PROBLEMS TO SOLVE:
[A] In the Enest Group IPO text, set down exactly the part from "For investors who" to "market is China.".
[B] Do these statements agree with the Enest Group IPO text? Answer yes or no for each, quoting the deciding words of the text. (i) Enest's gross margin is around 10.3%. (ii) The list of Shariah-compliant securities is updated four times a year. (iii) Enest is scheduled to list on the Main Market of Bursa Malaysia.

2. Thin profit margins
With a gross margin of around 10.3%, Enest's earnings are sensitive to rises in raw nest prices and currency fluctuations (particularly the Chinese Yuan against the Ringgit). Even a small cost increase can materially affect net profit.
3. Small-cap and liquidity risk
With a market capitalisation of only around RM75.56 million, Enest falls into the small-cap category. Such stocks are often more volatile and may have limited liquidity once the IPO hype fades.
4. First-day performance is not guaranteed
Not every IPO rises on listing day. Some IPO shares open below their offer price, as happened with the One Gasmaster IPO debut, which fell below its offer price. Do not assume an instant "flip" profit is guaranteed.
Enest Group's Shariah Status
For Muslim investors, Shariah-compliant status is an important consideration. Enest is a food business (edible bird's nest) that is fundamentally free from riba, gambling or prohibited products. However, the official Shariah-compliant status of a counter on Bursa Malaysia is determined by the Securities Commission's (SC) Shariah Advisory Council, not merely by the type of business.
The list of Shariah-compliant securities is updated twice a year (usually end-May and end-November). Investors are advised to check the latest SC Shariah-Compliant Securities List to confirm Enest's status after listing. Do not assume Shariah status simply because the product is halal.
How to Apply for and Join the Enest IPO
To apply for the Enest IPO, you need a CDS account and a share trading account. Applications can be made through bank ATM terminals, internet banking, or your broker's platform before the closing date of 2 July 2026. If you are new to IPOs, our complete guide on how to apply for IPOs on Bursa Malaysia and investor strategy explains the process step by step.
For investors who want to increase their allocation through financing, first understand the risks of margin financing and IPO financing before using leverage - it can multiply gains but also losses.
Frequently Asked Questions (FAQ) on the Enest Group IPO
What is the Enest Group IPO price?
The Enest Group IPO price is 13 sen (RM0.13) per share.
When are the closing and listing dates for the Enest IPO?
IPO applications close on 2 July 2026, and Enest is scheduled to list on the ACE Market of Bursa Malaysia on 15 July 2026.
How much is Enest raising through the IPO?
Enest targets gross proceeds of RM15.11 million from a public issue of 116.25 million new shares at 13 sen.
What is Enest Group's core business?
Enest is an edible bird's nest company involved in the processing and sale of raw clean nest, trading of bird's nest, and sale of processed bird's nest products. Its largest market is China.

DATA LISTING:
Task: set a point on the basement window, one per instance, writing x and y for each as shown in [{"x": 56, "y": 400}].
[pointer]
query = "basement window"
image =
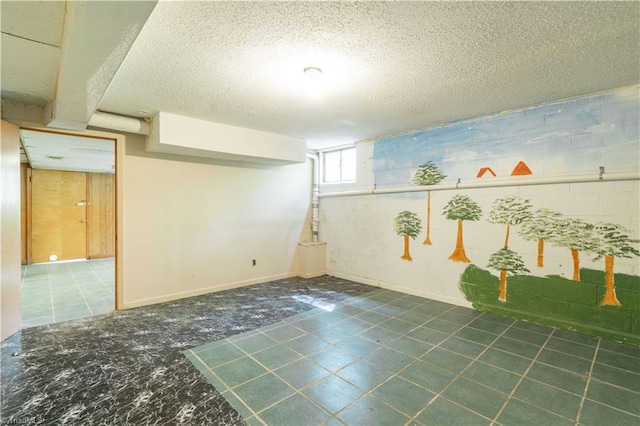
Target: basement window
[{"x": 339, "y": 165}]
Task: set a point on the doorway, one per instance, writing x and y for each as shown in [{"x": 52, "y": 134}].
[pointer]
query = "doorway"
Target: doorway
[{"x": 69, "y": 250}]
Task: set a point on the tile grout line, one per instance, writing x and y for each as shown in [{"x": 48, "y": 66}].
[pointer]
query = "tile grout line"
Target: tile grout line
[
  {"x": 459, "y": 375},
  {"x": 588, "y": 381},
  {"x": 75, "y": 281},
  {"x": 271, "y": 371},
  {"x": 522, "y": 377},
  {"x": 229, "y": 389}
]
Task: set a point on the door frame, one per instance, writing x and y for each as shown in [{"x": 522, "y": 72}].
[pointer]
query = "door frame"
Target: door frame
[{"x": 119, "y": 141}]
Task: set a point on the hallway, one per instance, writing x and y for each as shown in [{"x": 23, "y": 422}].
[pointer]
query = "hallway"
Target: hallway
[{"x": 62, "y": 291}]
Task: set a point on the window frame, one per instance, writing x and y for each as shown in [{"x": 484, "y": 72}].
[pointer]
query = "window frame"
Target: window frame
[{"x": 341, "y": 150}]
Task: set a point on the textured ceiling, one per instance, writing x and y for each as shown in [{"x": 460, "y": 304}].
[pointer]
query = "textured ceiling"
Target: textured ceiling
[{"x": 387, "y": 67}]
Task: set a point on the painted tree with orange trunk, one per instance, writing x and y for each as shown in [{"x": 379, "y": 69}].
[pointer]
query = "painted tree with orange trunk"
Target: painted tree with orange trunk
[
  {"x": 543, "y": 226},
  {"x": 408, "y": 225},
  {"x": 428, "y": 174},
  {"x": 613, "y": 241},
  {"x": 576, "y": 235},
  {"x": 461, "y": 208},
  {"x": 508, "y": 262},
  {"x": 510, "y": 211}
]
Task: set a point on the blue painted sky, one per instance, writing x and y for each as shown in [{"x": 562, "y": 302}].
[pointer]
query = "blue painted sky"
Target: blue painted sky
[{"x": 566, "y": 138}]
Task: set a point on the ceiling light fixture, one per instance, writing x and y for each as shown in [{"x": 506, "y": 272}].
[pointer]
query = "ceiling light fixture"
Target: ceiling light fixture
[{"x": 315, "y": 71}]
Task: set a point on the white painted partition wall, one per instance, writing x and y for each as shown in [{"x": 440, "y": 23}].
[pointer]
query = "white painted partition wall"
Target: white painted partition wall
[{"x": 193, "y": 226}]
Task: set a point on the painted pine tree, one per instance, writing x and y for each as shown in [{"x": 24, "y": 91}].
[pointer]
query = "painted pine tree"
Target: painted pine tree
[
  {"x": 613, "y": 241},
  {"x": 428, "y": 174},
  {"x": 508, "y": 262},
  {"x": 461, "y": 208},
  {"x": 407, "y": 224},
  {"x": 510, "y": 211},
  {"x": 542, "y": 226},
  {"x": 576, "y": 235}
]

RESULTS FOR EACH TASK:
[A]
For investors who want to increase their allocation through financing, first understand the risks of margin financing and IPO financing before using leverage - it can multiply gains but also losses.
Frequently Asked Questions (FAQ) on the Enest Group IPO
What is the Enest Group IPO price?
The Enest Group IPO price is 13 sen (RM0.13) per share.
When are the closing and listing dates for the Enest IPO?
IPO applications close on 2 July 2026, and Enest is scheduled to list on the ACE Market of Bursa Malaysia on 15 July 2026.
How much is Enest raising through the IPO?
Enest targets gross proceeds of RM15.11 million from a public issue of 116.25 million new shares at 13 sen.
What is Enest Group's core business?
Enest is an edible bird's nest company involved in the processing and sale of raw clean nest, trading of bird's nest, and sale of processed bird's nest products. Its largest market is China.

[B]
(i) Yes: "With a gross margin of around 10.3%"
(ii) No: "The list of Shariah-compliant securities is updated twice a year"
(iii) No: "Enest is scheduled to list on the ACE Market of Bursa Malaysia on 15 July 2026"